═════ DOCUMENT ═════
As a spinoff to my previous answer, here’s a bit about how marital relationships are dissolved in the organization of Jehovah’s Witnesses.
There are two acceptable reasons for leaving. One is for infidelity. The other is for personal safety or willful nonsupport. Let’s look at them.
Infidelity - Let’s say the husband cheats on his wife. She is free to leave him, so long as she has not had sex with him since (I assume it is since finding out), as having sex with him would renew the marriage bond as they see it.
Safety (from abuse) or willful nonsupport (not providing for the family) - The latter gets so blurry as to what is acceptable. I honestly don’t know all of the rules, but you don’t have to starve or live on the streets because your husband, for whom the responsibility falls to provide for the family, refuses to do so on some grounds.
The former, about abuse, does provide an out. So let’s say that the husband is beating his wife. She can leave him. However, she is not free to remarry unless he has had sex with someone else and he either admits to it or she can provide some evidence that he’s having a sexual relationship with someone else.
There are plenty of people in that organization that are separated or divorced but not free to remarry. It is a messy, complicated. utterly ridiculous set of rules made by an organization that claims to be guided by God.
That’ll make your head spin, eh? There are plenty of people that move on to another relationship and just take the disfellowshipping that will come, bide their time while being shunned, and come back with their new partner.
I’ve had a few co-workers who were JW. One proselytized at work so much that I had one of her co-JWs tell her if she didn’t leave me alone I’d complain to HR. In the case of at least two of the JWs I’ve worked with, the parents were converted after a tragic death in the family (in both cases, I think they lost a child). It seemed like the JW conversion team moved in with heavy-duty “support” and by the end of the natural grieving period, both families converted. It seemed like they were taken advantage of, during a vulnerable time in their lives. One co-worker said she went to school as normal and came home to be told she could no longer socialize with her peers, no longer wear pants, etc. When my father died, the one co-worker sent me all kinds of literature and was really pretty pushy. Odd thing was, she was much pushier with me (devout Catholic) than she was with the less religious co-workers. I don’t know if she thought she had a better chance with someone who already believed in something, or what the deal was. The other JW co-worker did all the conventions and meetings and door-to-door stuff, but I know that she still had a loving relationship with her two children who left the JW.
═════
■ STATED GOAL A ■
Copy everything from "There are plenty of people in" down to "their new partner." in the passage on divorce among Jehovah's Witnesses.
═════ EXERCISE DATA ═════
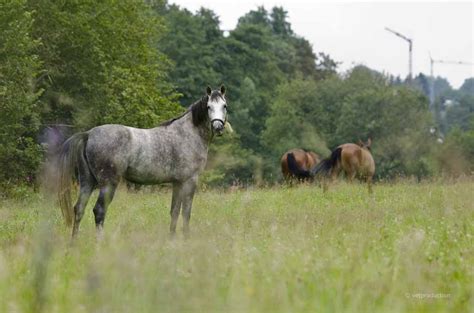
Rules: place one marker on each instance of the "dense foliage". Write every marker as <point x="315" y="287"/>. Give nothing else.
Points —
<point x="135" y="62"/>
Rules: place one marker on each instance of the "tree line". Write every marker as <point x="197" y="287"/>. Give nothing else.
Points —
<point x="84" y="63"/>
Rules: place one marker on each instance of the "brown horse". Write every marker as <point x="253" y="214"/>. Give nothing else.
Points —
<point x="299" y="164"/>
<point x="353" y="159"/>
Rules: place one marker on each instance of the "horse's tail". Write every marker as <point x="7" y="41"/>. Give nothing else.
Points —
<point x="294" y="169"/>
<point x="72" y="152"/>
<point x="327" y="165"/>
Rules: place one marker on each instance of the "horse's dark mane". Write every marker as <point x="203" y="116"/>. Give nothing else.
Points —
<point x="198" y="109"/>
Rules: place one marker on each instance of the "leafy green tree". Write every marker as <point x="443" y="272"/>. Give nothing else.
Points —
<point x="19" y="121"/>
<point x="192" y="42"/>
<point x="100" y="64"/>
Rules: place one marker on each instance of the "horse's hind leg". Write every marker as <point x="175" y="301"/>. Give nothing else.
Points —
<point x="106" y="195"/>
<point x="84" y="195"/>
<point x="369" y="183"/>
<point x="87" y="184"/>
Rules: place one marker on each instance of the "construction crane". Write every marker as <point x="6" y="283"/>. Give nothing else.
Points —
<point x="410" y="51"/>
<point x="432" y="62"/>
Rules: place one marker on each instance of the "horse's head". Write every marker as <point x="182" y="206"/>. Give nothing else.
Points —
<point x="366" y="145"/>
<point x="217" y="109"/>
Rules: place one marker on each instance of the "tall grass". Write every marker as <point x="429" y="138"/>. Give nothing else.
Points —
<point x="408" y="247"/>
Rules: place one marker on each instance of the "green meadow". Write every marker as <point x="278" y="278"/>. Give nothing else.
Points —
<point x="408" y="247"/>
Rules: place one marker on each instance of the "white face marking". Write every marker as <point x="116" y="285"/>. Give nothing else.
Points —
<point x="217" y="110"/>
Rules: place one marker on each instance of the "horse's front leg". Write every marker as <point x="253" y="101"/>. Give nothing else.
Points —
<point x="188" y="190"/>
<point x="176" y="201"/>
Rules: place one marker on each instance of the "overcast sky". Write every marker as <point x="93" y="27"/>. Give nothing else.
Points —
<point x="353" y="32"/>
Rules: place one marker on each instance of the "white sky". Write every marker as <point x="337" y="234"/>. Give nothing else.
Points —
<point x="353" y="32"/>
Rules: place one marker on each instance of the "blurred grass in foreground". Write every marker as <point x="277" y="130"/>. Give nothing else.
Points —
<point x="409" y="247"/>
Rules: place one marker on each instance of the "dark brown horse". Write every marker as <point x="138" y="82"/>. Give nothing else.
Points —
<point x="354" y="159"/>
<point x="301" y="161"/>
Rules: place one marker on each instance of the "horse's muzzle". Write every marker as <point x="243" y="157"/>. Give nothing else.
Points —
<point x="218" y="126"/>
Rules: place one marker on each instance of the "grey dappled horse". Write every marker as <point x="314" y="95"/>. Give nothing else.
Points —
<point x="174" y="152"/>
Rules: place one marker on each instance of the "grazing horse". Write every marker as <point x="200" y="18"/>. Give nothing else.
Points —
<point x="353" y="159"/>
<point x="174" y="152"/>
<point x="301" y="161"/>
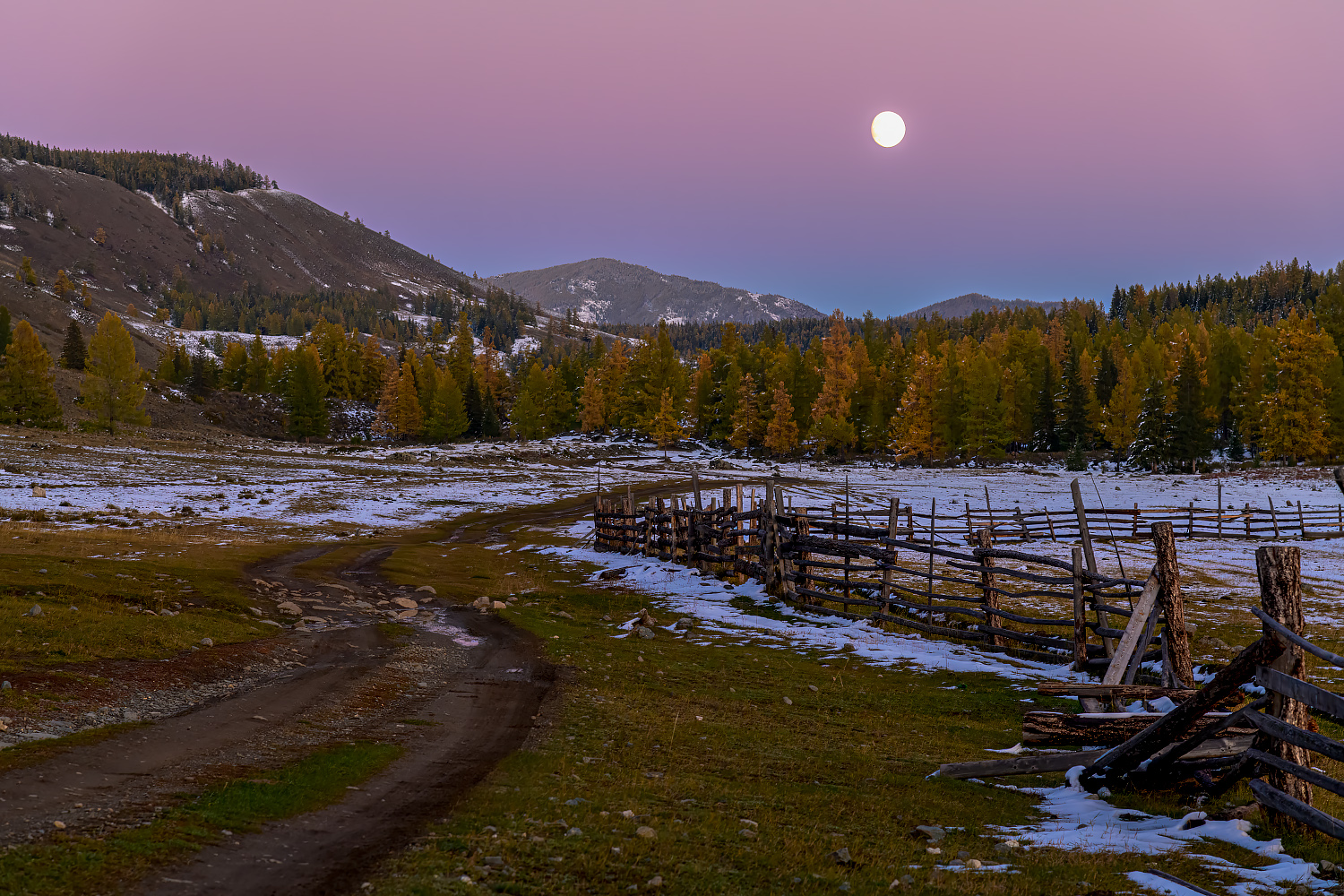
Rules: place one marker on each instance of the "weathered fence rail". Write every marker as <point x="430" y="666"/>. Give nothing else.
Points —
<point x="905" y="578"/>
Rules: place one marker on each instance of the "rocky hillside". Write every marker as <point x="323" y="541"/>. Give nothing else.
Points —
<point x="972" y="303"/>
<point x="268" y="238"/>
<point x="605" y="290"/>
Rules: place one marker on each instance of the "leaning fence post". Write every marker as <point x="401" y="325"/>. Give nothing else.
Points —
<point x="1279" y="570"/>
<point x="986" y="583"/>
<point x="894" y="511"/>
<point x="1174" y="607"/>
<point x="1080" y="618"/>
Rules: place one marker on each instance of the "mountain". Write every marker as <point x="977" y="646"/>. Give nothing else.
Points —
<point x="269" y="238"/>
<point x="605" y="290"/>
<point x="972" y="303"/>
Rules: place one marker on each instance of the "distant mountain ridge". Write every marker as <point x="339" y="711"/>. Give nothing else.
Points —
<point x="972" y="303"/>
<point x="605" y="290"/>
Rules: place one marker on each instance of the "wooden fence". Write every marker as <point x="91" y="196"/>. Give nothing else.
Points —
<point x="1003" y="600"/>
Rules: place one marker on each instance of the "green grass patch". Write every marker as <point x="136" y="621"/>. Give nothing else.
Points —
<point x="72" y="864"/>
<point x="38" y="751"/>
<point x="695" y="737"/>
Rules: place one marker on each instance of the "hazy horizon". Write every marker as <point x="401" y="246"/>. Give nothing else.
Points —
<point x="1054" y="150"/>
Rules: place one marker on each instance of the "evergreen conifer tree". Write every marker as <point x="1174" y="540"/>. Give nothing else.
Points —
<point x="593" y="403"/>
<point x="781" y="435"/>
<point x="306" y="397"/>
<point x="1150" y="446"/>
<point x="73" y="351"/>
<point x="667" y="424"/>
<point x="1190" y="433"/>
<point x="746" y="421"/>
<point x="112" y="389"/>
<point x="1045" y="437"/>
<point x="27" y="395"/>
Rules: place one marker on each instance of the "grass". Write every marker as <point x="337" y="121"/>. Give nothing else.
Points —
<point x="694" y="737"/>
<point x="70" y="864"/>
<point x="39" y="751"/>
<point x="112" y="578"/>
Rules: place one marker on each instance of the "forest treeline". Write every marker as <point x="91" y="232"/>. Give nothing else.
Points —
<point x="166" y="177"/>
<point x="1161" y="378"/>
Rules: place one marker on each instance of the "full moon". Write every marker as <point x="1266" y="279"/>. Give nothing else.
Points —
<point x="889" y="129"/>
═════
═════ EXERCISE DATA ═════
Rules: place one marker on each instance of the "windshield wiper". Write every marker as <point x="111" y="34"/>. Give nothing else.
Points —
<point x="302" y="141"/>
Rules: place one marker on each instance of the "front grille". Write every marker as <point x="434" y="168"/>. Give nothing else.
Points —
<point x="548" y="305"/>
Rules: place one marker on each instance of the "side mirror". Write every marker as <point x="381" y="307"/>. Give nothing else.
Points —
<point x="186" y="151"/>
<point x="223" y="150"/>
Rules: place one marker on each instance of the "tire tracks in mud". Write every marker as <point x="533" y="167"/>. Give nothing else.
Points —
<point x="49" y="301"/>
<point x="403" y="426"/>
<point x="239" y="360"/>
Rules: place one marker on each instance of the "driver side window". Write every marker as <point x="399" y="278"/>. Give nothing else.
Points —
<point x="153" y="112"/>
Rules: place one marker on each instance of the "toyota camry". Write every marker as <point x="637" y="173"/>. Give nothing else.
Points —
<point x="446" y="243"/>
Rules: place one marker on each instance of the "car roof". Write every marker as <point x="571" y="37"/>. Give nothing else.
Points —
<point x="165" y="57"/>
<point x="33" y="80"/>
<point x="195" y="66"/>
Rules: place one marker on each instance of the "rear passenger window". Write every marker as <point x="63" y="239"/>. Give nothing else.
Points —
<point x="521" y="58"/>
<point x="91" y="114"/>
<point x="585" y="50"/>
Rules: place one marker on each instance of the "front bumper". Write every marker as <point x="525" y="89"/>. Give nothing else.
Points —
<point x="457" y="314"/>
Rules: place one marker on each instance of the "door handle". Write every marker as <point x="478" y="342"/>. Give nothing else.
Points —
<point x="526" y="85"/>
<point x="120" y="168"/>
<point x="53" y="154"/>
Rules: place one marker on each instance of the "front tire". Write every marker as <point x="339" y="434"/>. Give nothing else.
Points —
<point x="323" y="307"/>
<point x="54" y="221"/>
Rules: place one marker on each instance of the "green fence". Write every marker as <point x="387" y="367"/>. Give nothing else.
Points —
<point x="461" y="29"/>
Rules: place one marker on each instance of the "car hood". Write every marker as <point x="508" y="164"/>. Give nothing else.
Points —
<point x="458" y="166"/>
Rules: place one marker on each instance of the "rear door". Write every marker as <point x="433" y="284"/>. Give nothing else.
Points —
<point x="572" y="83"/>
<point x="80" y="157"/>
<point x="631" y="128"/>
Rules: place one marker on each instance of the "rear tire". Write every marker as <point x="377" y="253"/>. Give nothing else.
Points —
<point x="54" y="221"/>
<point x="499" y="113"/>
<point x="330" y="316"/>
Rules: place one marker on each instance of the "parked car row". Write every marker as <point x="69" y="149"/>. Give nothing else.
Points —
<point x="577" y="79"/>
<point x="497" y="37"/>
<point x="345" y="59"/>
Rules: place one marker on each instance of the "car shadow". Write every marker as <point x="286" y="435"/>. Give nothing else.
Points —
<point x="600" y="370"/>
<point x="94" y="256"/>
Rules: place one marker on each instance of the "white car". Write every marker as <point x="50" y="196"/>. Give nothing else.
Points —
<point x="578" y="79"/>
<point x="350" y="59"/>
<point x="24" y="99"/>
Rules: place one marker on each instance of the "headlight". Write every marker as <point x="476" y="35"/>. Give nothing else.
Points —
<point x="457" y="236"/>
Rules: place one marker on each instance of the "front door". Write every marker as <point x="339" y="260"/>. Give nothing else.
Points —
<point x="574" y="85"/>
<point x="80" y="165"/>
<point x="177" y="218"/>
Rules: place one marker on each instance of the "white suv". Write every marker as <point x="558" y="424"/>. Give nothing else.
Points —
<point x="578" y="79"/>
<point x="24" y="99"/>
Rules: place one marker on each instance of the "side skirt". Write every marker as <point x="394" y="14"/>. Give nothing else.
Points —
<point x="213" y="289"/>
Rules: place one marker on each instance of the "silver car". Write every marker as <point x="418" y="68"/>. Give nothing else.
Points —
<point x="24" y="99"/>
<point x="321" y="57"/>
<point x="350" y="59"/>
═════
═════ EXERCISE DATA ═════
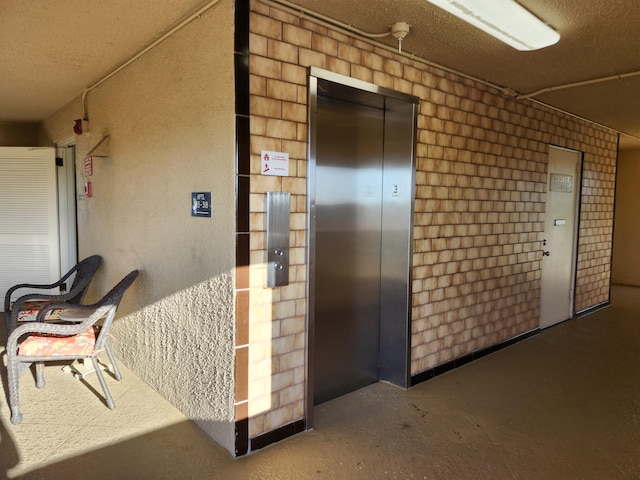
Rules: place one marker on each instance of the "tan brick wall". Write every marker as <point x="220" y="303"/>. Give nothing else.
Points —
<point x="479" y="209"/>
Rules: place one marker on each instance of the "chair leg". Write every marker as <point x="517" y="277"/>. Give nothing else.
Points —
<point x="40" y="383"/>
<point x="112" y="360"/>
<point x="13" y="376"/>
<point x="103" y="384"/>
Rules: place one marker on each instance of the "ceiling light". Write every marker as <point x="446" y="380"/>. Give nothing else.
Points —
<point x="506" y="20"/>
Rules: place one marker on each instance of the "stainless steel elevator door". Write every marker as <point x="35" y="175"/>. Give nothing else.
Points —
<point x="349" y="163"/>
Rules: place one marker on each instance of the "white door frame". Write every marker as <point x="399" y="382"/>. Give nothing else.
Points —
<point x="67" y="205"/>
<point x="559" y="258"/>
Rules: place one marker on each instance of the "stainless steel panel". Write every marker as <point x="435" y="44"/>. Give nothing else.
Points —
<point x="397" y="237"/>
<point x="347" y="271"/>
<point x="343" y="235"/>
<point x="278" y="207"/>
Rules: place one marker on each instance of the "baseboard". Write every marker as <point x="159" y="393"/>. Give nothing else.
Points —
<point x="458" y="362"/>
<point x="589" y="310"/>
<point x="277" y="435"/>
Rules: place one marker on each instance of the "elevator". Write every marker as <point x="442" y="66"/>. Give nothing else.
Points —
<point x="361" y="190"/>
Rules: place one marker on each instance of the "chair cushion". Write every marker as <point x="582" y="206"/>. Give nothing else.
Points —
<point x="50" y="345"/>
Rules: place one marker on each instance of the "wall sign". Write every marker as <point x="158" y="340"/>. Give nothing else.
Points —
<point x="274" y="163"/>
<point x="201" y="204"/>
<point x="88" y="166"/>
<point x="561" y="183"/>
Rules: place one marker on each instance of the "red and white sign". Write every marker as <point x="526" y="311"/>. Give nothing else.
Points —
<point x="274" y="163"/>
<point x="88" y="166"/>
═════
■ STATED GOAL B ■
Report each line of the records in which the word "fence" appears.

■ WRITTEN SOLUTION A ■
There are plenty of people in that organization that are separated or divorced but not free to remarry. It is a messy, complicated. utterly ridiculous set of rules made by an organization that claims to be guided by God.
That’ll make your head spin, eh? There are plenty of people that move on to another relationship and just take the disfellowshipping that will come, bide their time while being shunned, and come back with their new partner.

■ WRITTEN SOLUTION B ■
Rules: place one marker on each instance of the "weathered fence rail". Write every marker as <point x="430" y="666"/>. Give nothing else.
Rules: place one marker on each instance of the "leaning fence post". Write every marker as <point x="401" y="325"/>. Give nothing else.
Rules: place one marker on each instance of the "wooden fence". Write every marker as <point x="91" y="196"/>. Give nothing else.
Rules: place one marker on each instance of the "green fence". Write every marker as <point x="387" y="367"/>. Give nothing else.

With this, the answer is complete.